§ **PROMPT**:
Recast as a numbered list, with blank lines omitted, only the lines of the items below that begin at the line containing "Tag every instance of the red dirt" and end after the line containing "x=665 y=347".

Excerpt from the dataset
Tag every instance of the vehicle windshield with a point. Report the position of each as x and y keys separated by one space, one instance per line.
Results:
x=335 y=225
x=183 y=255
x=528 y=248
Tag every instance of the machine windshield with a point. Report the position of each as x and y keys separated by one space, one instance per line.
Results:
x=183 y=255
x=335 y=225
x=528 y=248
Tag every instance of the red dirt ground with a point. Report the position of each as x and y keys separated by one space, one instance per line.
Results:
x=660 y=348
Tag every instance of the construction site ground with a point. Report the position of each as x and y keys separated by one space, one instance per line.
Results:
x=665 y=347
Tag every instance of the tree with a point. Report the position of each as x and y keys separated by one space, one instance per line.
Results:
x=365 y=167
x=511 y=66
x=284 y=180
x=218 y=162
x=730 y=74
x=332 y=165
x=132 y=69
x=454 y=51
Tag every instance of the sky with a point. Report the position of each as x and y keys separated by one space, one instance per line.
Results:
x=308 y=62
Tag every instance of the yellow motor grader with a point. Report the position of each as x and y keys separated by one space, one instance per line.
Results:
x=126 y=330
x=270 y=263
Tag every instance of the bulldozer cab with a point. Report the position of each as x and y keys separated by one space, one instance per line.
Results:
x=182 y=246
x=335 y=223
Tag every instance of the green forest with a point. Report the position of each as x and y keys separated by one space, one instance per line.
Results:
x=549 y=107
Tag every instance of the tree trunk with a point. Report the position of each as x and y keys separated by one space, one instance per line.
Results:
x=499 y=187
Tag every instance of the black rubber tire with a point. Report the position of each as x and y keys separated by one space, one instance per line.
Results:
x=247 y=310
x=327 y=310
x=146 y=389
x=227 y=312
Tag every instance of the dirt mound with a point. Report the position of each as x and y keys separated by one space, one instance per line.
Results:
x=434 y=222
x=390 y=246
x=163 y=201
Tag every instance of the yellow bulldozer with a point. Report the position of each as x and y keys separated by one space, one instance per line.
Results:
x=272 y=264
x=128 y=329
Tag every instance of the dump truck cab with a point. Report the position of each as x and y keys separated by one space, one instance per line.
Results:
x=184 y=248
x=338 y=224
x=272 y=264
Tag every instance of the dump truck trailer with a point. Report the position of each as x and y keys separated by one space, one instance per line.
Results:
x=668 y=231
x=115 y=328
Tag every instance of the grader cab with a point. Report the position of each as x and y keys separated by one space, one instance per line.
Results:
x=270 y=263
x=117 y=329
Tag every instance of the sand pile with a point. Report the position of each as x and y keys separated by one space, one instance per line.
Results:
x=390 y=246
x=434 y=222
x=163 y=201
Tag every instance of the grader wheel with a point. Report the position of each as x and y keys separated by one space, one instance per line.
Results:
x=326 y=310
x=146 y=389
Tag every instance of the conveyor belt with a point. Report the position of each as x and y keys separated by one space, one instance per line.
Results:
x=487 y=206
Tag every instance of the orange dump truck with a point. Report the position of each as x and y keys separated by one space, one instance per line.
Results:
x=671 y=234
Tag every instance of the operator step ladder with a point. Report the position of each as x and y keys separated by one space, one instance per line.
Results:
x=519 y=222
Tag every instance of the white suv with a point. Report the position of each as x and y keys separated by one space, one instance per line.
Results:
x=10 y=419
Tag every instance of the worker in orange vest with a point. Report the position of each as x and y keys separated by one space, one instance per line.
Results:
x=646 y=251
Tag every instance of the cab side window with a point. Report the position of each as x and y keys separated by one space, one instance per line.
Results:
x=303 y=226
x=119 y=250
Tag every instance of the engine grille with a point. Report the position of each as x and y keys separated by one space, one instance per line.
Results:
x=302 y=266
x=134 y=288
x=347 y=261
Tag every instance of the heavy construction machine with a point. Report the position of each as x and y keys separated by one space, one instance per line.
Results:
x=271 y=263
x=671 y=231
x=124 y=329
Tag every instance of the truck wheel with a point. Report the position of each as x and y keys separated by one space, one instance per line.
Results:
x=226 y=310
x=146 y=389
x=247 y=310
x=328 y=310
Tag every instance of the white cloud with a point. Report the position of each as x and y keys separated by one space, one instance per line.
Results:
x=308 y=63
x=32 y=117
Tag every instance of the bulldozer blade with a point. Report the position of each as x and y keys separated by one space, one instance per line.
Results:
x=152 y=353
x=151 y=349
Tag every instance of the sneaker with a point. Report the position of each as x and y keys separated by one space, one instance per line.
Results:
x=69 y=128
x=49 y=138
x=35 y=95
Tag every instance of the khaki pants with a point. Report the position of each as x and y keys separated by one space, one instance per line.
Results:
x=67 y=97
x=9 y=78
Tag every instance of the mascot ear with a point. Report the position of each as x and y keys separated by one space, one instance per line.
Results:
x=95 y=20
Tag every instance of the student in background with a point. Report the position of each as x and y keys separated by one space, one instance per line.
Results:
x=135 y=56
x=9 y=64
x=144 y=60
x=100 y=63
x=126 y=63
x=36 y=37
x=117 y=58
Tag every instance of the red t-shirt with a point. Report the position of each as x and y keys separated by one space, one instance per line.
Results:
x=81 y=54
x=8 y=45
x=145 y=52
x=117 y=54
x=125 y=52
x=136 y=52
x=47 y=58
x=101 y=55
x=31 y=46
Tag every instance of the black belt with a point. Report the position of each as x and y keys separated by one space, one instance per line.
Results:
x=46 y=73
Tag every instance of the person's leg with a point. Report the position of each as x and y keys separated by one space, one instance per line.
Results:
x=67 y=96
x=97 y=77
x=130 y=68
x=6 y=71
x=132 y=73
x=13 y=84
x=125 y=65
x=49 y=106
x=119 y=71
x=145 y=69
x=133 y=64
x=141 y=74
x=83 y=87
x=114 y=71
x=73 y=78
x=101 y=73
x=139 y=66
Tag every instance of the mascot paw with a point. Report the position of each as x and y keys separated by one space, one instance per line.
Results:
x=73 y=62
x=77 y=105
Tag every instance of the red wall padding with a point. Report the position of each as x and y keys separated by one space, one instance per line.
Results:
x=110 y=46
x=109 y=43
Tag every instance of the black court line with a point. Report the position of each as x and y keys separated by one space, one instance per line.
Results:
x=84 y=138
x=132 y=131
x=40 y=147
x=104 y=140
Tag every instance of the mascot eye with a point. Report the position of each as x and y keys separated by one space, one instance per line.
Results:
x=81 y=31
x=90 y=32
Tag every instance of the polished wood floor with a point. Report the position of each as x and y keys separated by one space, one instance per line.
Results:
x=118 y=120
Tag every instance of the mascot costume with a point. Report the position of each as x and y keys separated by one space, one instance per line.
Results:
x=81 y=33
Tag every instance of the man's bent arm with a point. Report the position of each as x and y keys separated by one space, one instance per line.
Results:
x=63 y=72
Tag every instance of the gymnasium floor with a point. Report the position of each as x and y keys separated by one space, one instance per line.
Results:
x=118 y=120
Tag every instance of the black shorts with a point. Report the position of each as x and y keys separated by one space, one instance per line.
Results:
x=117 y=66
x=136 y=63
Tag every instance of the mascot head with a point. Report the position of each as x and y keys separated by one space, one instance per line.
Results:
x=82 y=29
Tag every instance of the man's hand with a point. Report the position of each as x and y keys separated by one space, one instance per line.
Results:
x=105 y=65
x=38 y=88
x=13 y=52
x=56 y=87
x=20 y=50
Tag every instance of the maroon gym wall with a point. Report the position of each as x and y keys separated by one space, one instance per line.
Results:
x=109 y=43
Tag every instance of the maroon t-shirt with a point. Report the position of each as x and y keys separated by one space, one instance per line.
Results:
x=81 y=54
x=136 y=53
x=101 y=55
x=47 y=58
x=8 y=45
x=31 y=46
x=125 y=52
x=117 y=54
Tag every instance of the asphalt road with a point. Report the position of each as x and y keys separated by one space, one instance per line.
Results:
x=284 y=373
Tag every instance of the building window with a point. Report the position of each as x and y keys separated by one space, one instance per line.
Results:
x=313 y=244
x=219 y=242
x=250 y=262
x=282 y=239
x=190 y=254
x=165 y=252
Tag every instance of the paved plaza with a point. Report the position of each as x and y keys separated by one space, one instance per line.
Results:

§ **TASK ANSWER**:
1. Tag every instance of the red dirt ground with a point. Report the position of each as x and y keys separated by one space, one instance per line.
2. Results:
3. x=660 y=348
4. Tag every instance of the construction site ground with a point. Report the position of each as x and y keys separated by one space, one instance per line.
5. Results:
6. x=665 y=347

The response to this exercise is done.